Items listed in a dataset

******

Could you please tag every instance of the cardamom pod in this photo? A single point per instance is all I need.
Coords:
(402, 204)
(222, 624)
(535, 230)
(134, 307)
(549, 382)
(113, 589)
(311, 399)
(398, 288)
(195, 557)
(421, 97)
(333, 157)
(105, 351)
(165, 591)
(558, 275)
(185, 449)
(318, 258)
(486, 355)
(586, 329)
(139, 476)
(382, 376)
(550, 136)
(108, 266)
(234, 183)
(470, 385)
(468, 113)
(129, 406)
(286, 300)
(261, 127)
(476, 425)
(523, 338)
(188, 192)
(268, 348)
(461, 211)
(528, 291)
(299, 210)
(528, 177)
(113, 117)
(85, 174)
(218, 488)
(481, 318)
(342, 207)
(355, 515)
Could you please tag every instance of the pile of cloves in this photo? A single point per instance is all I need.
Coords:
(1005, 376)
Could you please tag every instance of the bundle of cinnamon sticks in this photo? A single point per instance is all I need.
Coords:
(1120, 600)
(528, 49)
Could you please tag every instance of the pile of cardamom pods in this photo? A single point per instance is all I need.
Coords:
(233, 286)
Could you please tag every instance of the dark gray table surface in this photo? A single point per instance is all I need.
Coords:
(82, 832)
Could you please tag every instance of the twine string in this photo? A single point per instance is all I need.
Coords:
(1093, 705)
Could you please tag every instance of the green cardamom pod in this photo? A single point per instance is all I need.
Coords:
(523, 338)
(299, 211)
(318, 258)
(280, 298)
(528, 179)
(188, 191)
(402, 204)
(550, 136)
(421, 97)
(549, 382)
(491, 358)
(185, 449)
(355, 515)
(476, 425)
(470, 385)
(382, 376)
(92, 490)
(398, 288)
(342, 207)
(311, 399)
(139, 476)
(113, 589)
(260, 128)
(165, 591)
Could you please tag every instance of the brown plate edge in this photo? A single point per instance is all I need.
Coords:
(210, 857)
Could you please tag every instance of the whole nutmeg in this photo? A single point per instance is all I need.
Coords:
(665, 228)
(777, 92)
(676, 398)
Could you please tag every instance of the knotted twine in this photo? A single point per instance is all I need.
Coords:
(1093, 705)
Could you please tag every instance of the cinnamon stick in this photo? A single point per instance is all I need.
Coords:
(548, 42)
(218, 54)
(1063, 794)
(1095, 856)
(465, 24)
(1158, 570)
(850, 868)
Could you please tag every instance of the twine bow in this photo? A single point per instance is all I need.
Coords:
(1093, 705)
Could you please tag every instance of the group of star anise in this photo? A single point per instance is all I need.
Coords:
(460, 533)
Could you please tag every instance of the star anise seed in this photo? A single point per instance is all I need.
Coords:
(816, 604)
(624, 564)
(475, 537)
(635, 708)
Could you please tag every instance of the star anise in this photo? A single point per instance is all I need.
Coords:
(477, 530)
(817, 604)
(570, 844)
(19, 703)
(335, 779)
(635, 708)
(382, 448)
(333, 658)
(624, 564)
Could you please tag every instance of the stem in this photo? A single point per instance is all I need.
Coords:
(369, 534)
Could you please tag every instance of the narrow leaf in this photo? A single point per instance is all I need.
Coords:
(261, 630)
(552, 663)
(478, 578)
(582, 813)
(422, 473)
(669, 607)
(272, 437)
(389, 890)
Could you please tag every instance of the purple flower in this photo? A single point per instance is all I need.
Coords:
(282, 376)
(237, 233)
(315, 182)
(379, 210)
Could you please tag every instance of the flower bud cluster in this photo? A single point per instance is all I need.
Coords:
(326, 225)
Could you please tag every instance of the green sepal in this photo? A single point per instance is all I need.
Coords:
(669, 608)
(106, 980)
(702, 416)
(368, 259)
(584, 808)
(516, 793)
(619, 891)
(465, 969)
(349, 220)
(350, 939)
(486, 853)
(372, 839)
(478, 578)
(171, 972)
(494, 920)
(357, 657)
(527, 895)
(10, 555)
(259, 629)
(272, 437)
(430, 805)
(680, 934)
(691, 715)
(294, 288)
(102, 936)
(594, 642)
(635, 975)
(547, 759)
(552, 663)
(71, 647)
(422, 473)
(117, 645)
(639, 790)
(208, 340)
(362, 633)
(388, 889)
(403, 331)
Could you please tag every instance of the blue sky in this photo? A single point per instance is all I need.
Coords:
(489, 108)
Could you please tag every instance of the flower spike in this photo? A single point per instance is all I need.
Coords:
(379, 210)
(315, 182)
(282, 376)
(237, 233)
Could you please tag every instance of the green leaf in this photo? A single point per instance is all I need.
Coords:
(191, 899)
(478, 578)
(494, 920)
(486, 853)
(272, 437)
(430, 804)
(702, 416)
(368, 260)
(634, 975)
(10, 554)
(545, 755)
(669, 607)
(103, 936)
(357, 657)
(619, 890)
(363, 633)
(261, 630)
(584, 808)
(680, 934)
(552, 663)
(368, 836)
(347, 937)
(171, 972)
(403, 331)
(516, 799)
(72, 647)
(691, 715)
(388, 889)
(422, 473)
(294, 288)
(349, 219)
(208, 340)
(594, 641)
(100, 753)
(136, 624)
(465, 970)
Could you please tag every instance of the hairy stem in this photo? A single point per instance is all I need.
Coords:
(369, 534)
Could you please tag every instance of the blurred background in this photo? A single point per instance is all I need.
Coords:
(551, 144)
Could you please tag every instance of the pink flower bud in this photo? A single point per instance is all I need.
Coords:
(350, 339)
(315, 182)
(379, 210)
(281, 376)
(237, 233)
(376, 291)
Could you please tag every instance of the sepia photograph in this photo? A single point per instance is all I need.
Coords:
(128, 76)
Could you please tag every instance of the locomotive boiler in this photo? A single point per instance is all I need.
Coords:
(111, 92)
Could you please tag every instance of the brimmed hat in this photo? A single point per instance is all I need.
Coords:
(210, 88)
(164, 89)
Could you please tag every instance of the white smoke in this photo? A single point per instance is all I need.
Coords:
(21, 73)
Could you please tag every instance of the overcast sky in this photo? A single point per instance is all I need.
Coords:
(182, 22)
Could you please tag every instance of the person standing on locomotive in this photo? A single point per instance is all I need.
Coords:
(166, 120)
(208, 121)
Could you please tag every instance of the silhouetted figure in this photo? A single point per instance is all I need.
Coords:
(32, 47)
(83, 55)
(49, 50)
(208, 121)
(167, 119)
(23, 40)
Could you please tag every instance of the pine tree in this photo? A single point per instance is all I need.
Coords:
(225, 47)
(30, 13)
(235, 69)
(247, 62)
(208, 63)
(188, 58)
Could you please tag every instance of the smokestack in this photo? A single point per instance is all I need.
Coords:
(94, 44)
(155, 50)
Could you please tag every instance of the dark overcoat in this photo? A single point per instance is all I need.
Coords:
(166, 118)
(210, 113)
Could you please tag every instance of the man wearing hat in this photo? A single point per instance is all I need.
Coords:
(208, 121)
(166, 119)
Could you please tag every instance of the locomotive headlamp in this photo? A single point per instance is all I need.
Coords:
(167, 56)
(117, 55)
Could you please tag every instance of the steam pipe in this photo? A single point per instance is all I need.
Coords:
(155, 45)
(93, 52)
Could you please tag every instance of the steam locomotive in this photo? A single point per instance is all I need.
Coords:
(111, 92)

******

WHAT YOU ARE ASKED TO DO: Write out the complete set of records exactly as given.

FULL ANSWER:
Could you please tag every instance of the cardamom pod in this photo? A single point per instance is all I need.
Coords:
(402, 204)
(222, 624)
(535, 230)
(134, 307)
(549, 382)
(113, 589)
(311, 399)
(398, 288)
(195, 557)
(421, 97)
(333, 157)
(105, 351)
(165, 591)
(558, 275)
(185, 449)
(318, 258)
(486, 355)
(586, 329)
(139, 476)
(382, 376)
(550, 136)
(108, 266)
(234, 183)
(470, 385)
(468, 113)
(129, 406)
(286, 300)
(261, 127)
(476, 425)
(523, 338)
(188, 192)
(268, 348)
(461, 211)
(528, 291)
(299, 210)
(528, 177)
(113, 117)
(85, 174)
(218, 488)
(481, 318)
(342, 207)
(355, 515)
Could you please tag every instance of the pile of cloves in this photo? A single point per instance is all I need.
Coords:
(1005, 376)
Could you please tag every instance of the bundle of cinnamon sticks in this photo? A single point per instance is all I need.
Coords:
(1120, 600)
(528, 49)
Could you please tag every instance of the pile of cardamom pods in this photo? A single point per instance is all I need.
Coords:
(233, 286)
Could you please tag every instance of the dark gray table surface in this photo? A single point per instance is all I need.
Coords:
(82, 832)
Could you please tag every instance of the twine string in this photo? A single point per instance is all I need.
Coords:
(1093, 705)
Could you please tag every instance of the green cardamom pod in this photo? A single point per instance is all I need.
Coords:
(523, 338)
(299, 211)
(318, 258)
(280, 298)
(528, 179)
(188, 191)
(402, 204)
(550, 136)
(421, 97)
(549, 382)
(491, 358)
(185, 449)
(355, 515)
(476, 425)
(470, 385)
(382, 376)
(92, 490)
(398, 288)
(342, 207)
(311, 399)
(139, 476)
(113, 589)
(260, 128)
(165, 591)
Could you please tag every instance of the brown plate edge in this photo? A single point per instance is all I need.
Coords:
(210, 857)
Could you please tag every instance of the whole nutmeg in this photo? A single point per instance is all I need.
Coords:
(665, 228)
(777, 92)
(676, 398)
Could you please tag every instance of the knotted twine in this photo? A single point per instance is all I need.
Coords:
(1093, 705)
Could you please tag every instance of the cinnamon stick in this photo? A single point per instance is all I need.
Coords:
(548, 42)
(218, 54)
(1063, 794)
(1095, 856)
(465, 24)
(1158, 570)
(850, 868)
Could you please tag every instance of the twine bow in this photo? A single point per instance is all I need.
Coords:
(1093, 705)
Could you please tag every instance of the group of star anise in this photo? A single point per instance is all I need.
Coords:
(460, 533)
Could you please tag every instance of the star anise seed in this photo? A single point per instance is all I need.
Coords:
(816, 604)
(624, 564)
(475, 537)
(635, 708)
Could you please tag every instance of the star anise in this photo? A single point per instance is all I need.
Coords:
(477, 530)
(817, 604)
(570, 844)
(19, 703)
(335, 779)
(635, 708)
(382, 448)
(333, 658)
(624, 564)
Could you please tag every instance of the stem in this photo? A single point per instance is all I need.
Coords:
(369, 534)
Could you please tag every instance of the narrow leaf in this photo? A single point per instance is all I need.
Coords:
(261, 630)
(552, 663)
(478, 578)
(582, 813)
(422, 473)
(669, 607)
(272, 437)
(389, 890)
Could you please tag every instance of the purple flower in this photo? A single point per instance is all I need.
Coords:
(282, 376)
(237, 233)
(315, 182)
(379, 210)
Could you please tag every instance of the flower bud cluster in this photo? A single point per instance is all I need.
Coords:
(326, 225)
Could you please tag every instance of the green sepal in this photo? A single point per instance is all I need.
Coords:
(669, 608)
(106, 980)
(702, 416)
(368, 259)
(584, 808)
(516, 793)
(619, 891)
(465, 969)
(349, 220)
(350, 939)
(486, 853)
(372, 839)
(478, 578)
(171, 972)
(494, 920)
(357, 657)
(527, 895)
(10, 555)
(259, 629)
(272, 437)
(430, 805)
(680, 934)
(691, 715)
(294, 288)
(102, 936)
(594, 642)
(635, 975)
(547, 759)
(552, 663)
(71, 647)
(422, 473)
(117, 645)
(639, 790)
(208, 340)
(362, 633)
(388, 889)
(403, 331)
Could you please tag every instance of the blue sky in this photo? A single point per instance is all I need.
Coords:
(489, 108)
Could you please tag every instance of the flower spike in this photo? A single point per instance is all I need.
Coords:
(379, 210)
(315, 182)
(282, 376)
(237, 233)
Could you please tag every instance of the green leaf in this photo? A single point per instance is all I need.
Coords:
(191, 899)
(478, 578)
(494, 920)
(486, 853)
(272, 437)
(430, 804)
(702, 416)
(368, 260)
(634, 975)
(10, 554)
(545, 755)
(669, 607)
(103, 936)
(357, 657)
(619, 890)
(363, 633)
(261, 630)
(584, 808)
(680, 934)
(552, 663)
(368, 836)
(347, 937)
(171, 972)
(403, 331)
(516, 799)
(72, 647)
(691, 715)
(388, 889)
(422, 473)
(294, 288)
(349, 219)
(208, 340)
(594, 641)
(100, 753)
(136, 624)
(465, 970)
Could you please tag every instance of the hairy stem in this photo? A single point per instance is all I need.
Coords:
(369, 534)
Could you please tag every instance of the blurred background in this photo? A single point per instance is all I need.
Coords:
(551, 144)
Could you please tag every instance of the pink flower bud in this photo? A single point per instance is all I need.
Coords:
(350, 339)
(315, 182)
(379, 210)
(281, 376)
(237, 233)
(376, 291)
Could you please tag every instance of the sepia photograph in this photo? A single point per instance is all I need.
Coords:
(128, 76)
Could you please tag every instance of the locomotive boiler in this photo? A single point per instance is all I need.
Coords:
(111, 92)
Could you please tag every instance of the brimmed hat in this photo? A single point per instance is all I need.
Coords:
(210, 88)
(164, 89)
Could you please tag every instance of the white smoke in this photo? A single point per instance is all I need.
Coords:
(21, 73)
Could you please tag every instance of the overcast sky in this photo? A single point per instance is all I need.
Coords:
(182, 22)
Could you please tag every instance of the person standing on locomotive in this photo? A single point per instance is all I need.
Coords:
(166, 120)
(208, 121)
Could you please tag every instance of the silhouetted figure in this photo? A single point per instance is all I need.
Coords:
(32, 47)
(83, 55)
(49, 50)
(208, 121)
(167, 119)
(23, 40)
Could you please tag every instance of the pine tree in this photo? A single point per instance is all I need.
Coords:
(225, 47)
(30, 13)
(235, 69)
(247, 62)
(208, 63)
(188, 58)
Could you please tag every instance of the smokestack in this photo? A single point per instance is all I need.
Coords:
(94, 44)
(155, 50)
Could you please tag every instance of the dark overcoat in this photo? A single point per instance is all I need.
Coords:
(166, 118)
(210, 113)
Could you please tag every instance of the man wearing hat in this photo? A single point per instance is all I need.
Coords:
(208, 121)
(166, 119)
Could you please tag every instance of the locomotive headlamp in this photo? A single point per instance is all I need.
Coords:
(167, 56)
(117, 55)
Could you please tag every instance of the steam pipe in this photo? A single point per instance is all I need.
Coords:
(155, 45)
(93, 52)
Could you please tag every instance of the steam locomotive in this photo? A single point per instance is all I need.
Coords:
(111, 92)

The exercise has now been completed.